§ READING TEXT
## BEGIN

Mark Scucchi: Yes, I’ll start with we feel very good about where the 2025 book stands today. Just backing up to the philosophy, we’re running an enterprise a going concern, 30-plus years of drilling inventory. So this is about managing risk in the business prudently while not hedging away the upside in the cash flow. So to that end, the philosophy is to try to cover the fixed cost to maintain steady operations, picking up and dropping crews and things is extremely inefficient and costly. So having more stable predictability of that cash flow, we think, adds a lot of value. So with that in mind, how do you shape 2025. Well, we feel like the book was designed to do that at the prices we were able to lock in. It’s also shaped based on the fundamentals as we see them unfolding over the next 12 and 18 months.

LNG in service is clearly a focus in the headlines. Some facilities are early and some facilities may be delayed. So as we see those opportunities becoming reality late this year and early next year, the incremental positions that were added are really front-end loaded the first half of 2025 and they’re in the form of collars, so that we can provide some downside protection while retaining positive exposure to improved gas prices in the first half of the year. So that’s really how we think about next year.

Operator: Our next question comes from Michael Scialla of Stephens.

Michael Scialla: Dennis and Mark, you both mentioned you see the improving natural gas fundamentals moving forward and your ’24 production guidance is moving to the high end of the Range. If that doesn’t play out, just curious what changed to your plans, you’re contemplating? Or do you feel like with the natural gas liquids revenues that you’re really not the company that would need to adjust your plans, be it curtailing production or delaying any more turn-in lines?

Dennis Degner: Michael, I’ll start by really maybe reiterating a bit of the approach that we communicated for this year’s program. And we’re at a very lean what we would call base level type activity level and program for ’24, which we think is kind of a base level way of thinking about the business on the go-forward there or what we’ll call it somewhat maintenance plus. So the 2 rigs flat plus the 1 base frac crew. And so it’s generating that $35 million to — $30 million to $45 million of in-process inventory this year, very similar to last year. And so to answer your question, as we start to think about 2025, we wanted to set ourselves up with flexibility and really good options. And so by setting it up that way, we have the ability to take some of that inventory and reshape our production profile for 2025.

## END

(Extracted data entries)
## BEGIN

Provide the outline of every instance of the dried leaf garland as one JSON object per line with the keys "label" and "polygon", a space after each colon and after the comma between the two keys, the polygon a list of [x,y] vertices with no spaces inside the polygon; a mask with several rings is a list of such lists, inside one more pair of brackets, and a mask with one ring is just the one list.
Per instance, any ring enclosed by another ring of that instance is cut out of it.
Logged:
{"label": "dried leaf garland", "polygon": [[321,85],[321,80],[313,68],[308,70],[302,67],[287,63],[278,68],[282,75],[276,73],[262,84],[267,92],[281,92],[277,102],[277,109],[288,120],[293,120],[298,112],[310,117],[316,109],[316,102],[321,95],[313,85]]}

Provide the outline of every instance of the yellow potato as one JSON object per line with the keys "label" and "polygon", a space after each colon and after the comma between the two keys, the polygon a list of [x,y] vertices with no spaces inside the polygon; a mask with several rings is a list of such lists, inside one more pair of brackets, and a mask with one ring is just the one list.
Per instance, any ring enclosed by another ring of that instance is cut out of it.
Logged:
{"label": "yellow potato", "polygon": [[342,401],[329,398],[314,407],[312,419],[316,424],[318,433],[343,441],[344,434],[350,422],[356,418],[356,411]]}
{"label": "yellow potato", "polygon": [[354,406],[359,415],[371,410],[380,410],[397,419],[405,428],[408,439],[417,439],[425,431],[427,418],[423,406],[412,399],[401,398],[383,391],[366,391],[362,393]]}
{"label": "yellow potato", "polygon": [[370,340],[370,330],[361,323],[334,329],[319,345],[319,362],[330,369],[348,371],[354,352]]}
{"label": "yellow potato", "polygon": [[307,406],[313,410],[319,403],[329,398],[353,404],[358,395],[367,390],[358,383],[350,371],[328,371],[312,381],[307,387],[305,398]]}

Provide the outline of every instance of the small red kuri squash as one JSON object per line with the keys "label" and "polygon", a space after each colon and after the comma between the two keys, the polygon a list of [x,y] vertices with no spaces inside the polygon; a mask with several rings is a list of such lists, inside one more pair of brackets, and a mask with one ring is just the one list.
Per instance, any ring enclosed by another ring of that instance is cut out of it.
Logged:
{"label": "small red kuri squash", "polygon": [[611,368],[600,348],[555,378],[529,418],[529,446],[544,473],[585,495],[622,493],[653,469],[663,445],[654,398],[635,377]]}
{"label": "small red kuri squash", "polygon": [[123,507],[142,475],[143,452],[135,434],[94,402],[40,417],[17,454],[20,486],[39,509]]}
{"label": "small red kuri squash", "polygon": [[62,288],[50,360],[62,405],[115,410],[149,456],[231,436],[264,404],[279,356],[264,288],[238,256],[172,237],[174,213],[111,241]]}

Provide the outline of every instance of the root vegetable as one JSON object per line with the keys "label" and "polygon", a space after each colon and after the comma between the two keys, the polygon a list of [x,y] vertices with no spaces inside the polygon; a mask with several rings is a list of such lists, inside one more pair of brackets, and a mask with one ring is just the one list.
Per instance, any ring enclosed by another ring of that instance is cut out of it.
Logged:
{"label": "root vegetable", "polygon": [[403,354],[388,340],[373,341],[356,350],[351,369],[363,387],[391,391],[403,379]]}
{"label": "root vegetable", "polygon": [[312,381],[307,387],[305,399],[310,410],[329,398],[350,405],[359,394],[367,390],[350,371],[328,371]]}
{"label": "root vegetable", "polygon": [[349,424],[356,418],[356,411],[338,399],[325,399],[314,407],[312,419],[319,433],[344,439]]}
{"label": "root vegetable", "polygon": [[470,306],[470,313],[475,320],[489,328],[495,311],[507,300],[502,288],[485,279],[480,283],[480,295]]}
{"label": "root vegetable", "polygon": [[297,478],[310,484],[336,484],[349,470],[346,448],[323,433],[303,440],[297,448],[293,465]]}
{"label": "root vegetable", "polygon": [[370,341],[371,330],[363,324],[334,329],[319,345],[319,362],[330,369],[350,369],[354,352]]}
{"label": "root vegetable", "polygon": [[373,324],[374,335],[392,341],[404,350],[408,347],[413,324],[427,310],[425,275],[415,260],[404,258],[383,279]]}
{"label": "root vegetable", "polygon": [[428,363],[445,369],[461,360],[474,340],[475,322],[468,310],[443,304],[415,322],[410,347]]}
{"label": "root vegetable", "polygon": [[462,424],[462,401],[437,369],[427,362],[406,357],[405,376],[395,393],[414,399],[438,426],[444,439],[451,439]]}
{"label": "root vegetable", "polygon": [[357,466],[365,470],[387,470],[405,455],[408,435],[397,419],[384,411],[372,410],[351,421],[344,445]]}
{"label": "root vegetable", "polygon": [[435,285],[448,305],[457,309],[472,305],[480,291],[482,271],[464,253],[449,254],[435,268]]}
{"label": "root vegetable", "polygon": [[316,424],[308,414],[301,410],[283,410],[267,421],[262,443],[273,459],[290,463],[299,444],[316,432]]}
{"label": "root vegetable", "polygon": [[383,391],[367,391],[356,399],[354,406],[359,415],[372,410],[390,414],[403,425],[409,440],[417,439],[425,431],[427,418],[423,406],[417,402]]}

## END

§ GIVEN INSTRUCTION 1
According to the earnings call transcript, in what form were the incremental hedge positions added for the first half of 2025?
§ GIVEN INSTRUCTION 2
Translate this sentence from the earnings call transcript into Spanish: "Some facilities are early and some facilities may be delayed."

§ COMPLETE OUTPUT 1
They were added in the form of collars.

§ COMPLETE OUTPUT 2
Algunas instalaciones van adelantadas y algunas instalaciones podrían retrasarse.